*Tasks to carry out:*
1. In the career account, rewrite the paragraph that begins "At age 38 I made a complete change" as a short bulleted list that keeps its main facts.
2. Answer these questions from the career account, one line each:
(a) In what year, and on which cruise line, did the narrator get a first cruise ship job offer?
(b) Which magazine published the narrator's first paid article, and in what year?
(c) In what year was CruiseMates started?
3. List every cruise ship or cruise line that the career account says the narrator worked on.

*Excerpted passage:*
*** Begin section ***

Then in a few months I got my first job offer on a cruise ship in 1983 (Royal Viking) which I did for almost a year. I had a medical condition that precluded me from going back, so eventually I managed a nightclub (still wanting to be in the music business) but that was not fun.
At age 38 I made a complete change, quit drinking, etc. Soon I was offered another job on a cruise ship (the Norway) then Holland America. I had a girlfriend who was a dancer. We moved to NYC, where I worked in studios, theaters, etc. (doing audio). But in 1994 I started getting too old for "the arts" . I was watching the stock market and I saw tech stocks were always hot, so I got certified in Novell and Microsoft, just mostly so I could understand tech stocks. I took the computer route, like Mike.
I got pretty good at networking, and discovered the Internet. I was also teaching Novell & Microsoft classes. I also taught myself how to build web sites.
I started writing articles for web sites & soon Motley Fool found me. I met Anne Campbell (obviously also a writer) in 1996. I really have to thank Anne Campbell and NY City for bringing out my natural ability to write (which I also had to hone a great deal). I always won the creative writing awards in grade school, etc, but I never thought of writing for a living before.
I wrote my first PAID magazine article in 1997 ("Upside", a silicon valley investment magazine), and soon I was writing public relations articles for a silicon valley company from my home in NY City ( I was on a yearly retainer). Soon, between my retainer and being part time with Motley Fool I was doing pretty well just writing.
In 1999 we started CruiseMates, which was eventually acquired. You guys know most of this part.
Over my years I have only had two "regular 9-5 jobs" which I did not love, and both only lasted a few months. The rest of the time I have been a businessman or self-employed, but I have done well also. I am lucky enough to feel set for the rest of my life (also because I had smart parents who saved every nickel) and any windfall I ever had I managed to make into something.

*** End section ***

*Recorded data:*
*** Begin section ***

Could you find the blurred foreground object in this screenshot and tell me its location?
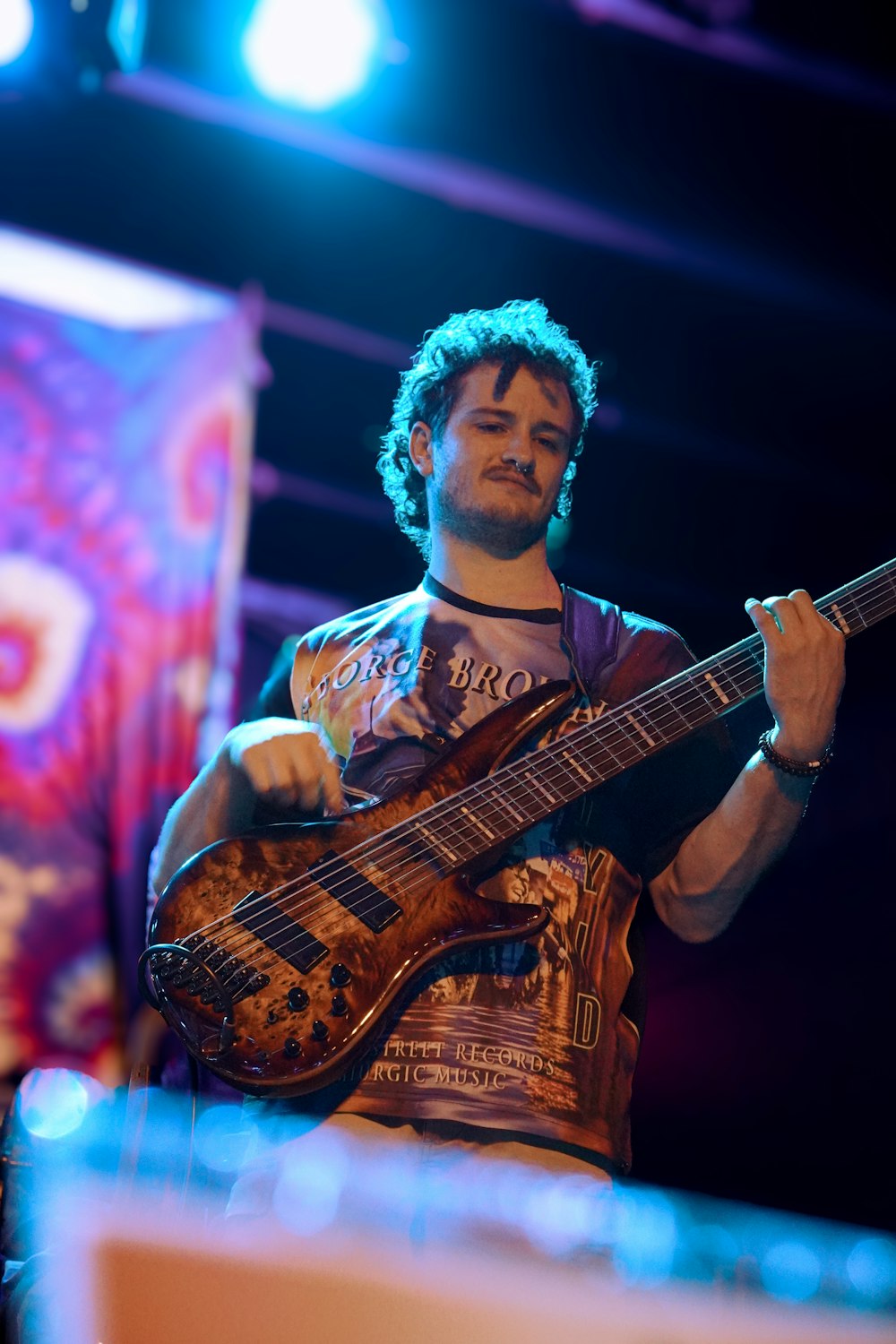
[4,1072,896,1344]
[0,226,258,1083]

*** End section ***

*Per-task outputs:*
1.
- Made a complete change at age 38 and quit drinking.
- Was soon offered another cruise ship job, on the Norway, and then worked for Holland America.
- Moved to NYC with a girlfriend who was a dancer, and did audio work in studios and theaters.
- By 1994, was getting too old for "the arts."
- Saw that tech stocks were always hot, so got certified in Novell and Microsoft, mostly to understand those stocks.
- Took the computer route.

2.
(a) 1983, with Royal Viking.
(b) "Upside," a Silicon Valley investment magazine, in 1997.
(c) 1999.

3.
- Royal Viking
- the Norway
- Holland America